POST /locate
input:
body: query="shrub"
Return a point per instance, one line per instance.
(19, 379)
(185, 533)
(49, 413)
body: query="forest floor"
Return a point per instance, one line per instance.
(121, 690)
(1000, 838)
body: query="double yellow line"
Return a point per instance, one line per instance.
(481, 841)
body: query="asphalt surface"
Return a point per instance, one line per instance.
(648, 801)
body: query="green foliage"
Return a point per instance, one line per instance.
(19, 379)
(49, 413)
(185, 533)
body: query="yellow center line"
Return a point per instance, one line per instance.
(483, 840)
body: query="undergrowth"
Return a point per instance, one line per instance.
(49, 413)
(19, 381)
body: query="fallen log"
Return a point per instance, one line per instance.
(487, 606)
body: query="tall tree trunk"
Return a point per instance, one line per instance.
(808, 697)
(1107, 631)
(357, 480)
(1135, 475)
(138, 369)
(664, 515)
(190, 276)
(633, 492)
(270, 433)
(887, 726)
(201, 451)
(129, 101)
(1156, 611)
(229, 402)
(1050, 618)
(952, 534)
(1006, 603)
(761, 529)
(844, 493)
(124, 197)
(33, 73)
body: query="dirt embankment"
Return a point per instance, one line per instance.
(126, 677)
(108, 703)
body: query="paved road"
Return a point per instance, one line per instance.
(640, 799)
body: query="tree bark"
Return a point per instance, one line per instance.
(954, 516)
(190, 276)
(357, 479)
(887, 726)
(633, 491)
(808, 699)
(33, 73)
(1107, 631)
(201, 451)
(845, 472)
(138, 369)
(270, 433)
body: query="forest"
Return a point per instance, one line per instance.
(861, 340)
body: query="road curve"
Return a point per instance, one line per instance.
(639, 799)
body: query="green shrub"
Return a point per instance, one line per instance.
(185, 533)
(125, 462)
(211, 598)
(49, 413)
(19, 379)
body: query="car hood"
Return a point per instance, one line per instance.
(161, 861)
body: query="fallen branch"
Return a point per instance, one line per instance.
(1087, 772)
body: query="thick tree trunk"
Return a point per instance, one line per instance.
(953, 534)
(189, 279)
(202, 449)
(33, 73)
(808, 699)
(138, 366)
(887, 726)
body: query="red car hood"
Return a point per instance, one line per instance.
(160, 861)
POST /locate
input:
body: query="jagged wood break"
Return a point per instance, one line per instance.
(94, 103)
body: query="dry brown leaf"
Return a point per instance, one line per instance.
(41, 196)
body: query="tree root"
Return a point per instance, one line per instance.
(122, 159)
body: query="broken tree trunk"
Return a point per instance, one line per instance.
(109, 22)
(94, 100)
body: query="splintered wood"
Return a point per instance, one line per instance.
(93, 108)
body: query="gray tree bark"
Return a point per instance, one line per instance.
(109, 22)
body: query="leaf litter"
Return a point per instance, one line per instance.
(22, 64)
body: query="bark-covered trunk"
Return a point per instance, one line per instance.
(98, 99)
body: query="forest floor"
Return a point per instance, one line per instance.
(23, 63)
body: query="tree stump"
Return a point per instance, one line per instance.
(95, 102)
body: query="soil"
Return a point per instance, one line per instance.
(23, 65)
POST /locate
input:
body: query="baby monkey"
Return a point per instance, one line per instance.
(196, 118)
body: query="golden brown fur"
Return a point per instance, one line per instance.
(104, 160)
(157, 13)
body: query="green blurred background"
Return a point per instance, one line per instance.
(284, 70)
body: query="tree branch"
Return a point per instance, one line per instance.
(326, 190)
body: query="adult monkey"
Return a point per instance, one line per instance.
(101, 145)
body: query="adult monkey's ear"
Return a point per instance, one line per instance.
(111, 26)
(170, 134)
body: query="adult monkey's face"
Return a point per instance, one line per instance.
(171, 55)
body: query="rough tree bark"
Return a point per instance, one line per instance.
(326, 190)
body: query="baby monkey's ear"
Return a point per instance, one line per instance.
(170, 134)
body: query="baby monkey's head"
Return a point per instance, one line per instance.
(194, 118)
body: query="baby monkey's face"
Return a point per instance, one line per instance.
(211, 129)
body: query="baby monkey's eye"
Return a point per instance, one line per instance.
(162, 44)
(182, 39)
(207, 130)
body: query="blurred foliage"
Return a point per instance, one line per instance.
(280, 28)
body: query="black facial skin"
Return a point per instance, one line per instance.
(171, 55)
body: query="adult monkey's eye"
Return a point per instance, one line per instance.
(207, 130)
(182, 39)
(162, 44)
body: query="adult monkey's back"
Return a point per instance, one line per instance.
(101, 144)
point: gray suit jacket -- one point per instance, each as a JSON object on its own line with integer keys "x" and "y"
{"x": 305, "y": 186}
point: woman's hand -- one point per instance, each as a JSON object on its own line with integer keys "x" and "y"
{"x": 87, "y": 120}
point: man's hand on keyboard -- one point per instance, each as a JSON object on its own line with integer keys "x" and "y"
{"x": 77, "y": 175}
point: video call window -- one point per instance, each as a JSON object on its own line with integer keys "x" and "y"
=-=-=-=-=
■ **제시된 문제**:
"point: woman's hand"이 들어 있는 줄부터 항목의 마지막 줄까지 다시 쓰세요. "video call window"만 "video conference window"로 바꾸고 나머지는 그대로 두세요.

■ **아래 답안**:
point: woman's hand -- one point per instance, each as a JSON object on its own line with integer keys "x" and "y"
{"x": 87, "y": 120}
point: man's hand on keyboard -- one point per instance, each as a JSON object on its own line with integer keys "x" and "y"
{"x": 77, "y": 175}
point: video conference window -- one point per instance, each as a JSON object on its own line with integer keys "x" and "y"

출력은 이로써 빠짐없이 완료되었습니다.